▶ [Text extract]
<<<<

Coalition Speculation

When I started thinking about the upcoming election and likely scenarios, I had initially excluded the possibility that either the DP or the MPP would join in a coalition with the MPRP. Maybe that was hasty…

As things are shaping up now on the eve of the election, a DP victory seems to be more and more likely, but the guesses around town fluctuate all the way from a straight majority (40+ seats) to a bare plurality (30+ seats). At the same time, predictions for the CWGP are not that optimistic with estimates ranging from a single seat to an upper limit of 5.

If these guesses are right (and given the quality of the polls available), guestimating is as good as it gets at the moment, coalition speculation is taking a different turn.

If CWGP as a possible and most likely preferred coalition partner is held to no more than 5 seats (remember, that is an upper limit, so optimistic scenario), the DP would need at least 35 seats which would be a significant victory.

>>>>

▶ [Information supplied]
<<<<

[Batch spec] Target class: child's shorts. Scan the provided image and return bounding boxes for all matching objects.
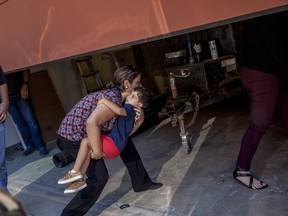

>>>>

▶ [Brief A] List every political party abbreviation that appears in the coalition speculation text.
▶ [Brief B] Write out the passage of the coalition speculation text that opens with the words "When I started" and closes with "a different turn.".

▶ [Full output A] DP, MPP, MPRP, CWGP

▶ [Full output B]
When I started thinking about the upcoming election and likely scenarios, I had initially excluded the possibility that either the DP or the MPP would join in a coalition with the MPRP. Maybe that was hasty…

As things are shaping up now on the eve of the election, a DP victory seems to be more and more likely, but the guesses around town fluctuate all the way from a straight majority (40+ seats) to a bare plurality (30+ seats). At the same time, predictions for the CWGP are not that optimistic with estimates ranging from a single seat to an upper limit of 5.

If these guesses are right (and given the quality of the polls available), guestimating is as good as it gets at the moment, coalition speculation is taking a different turn.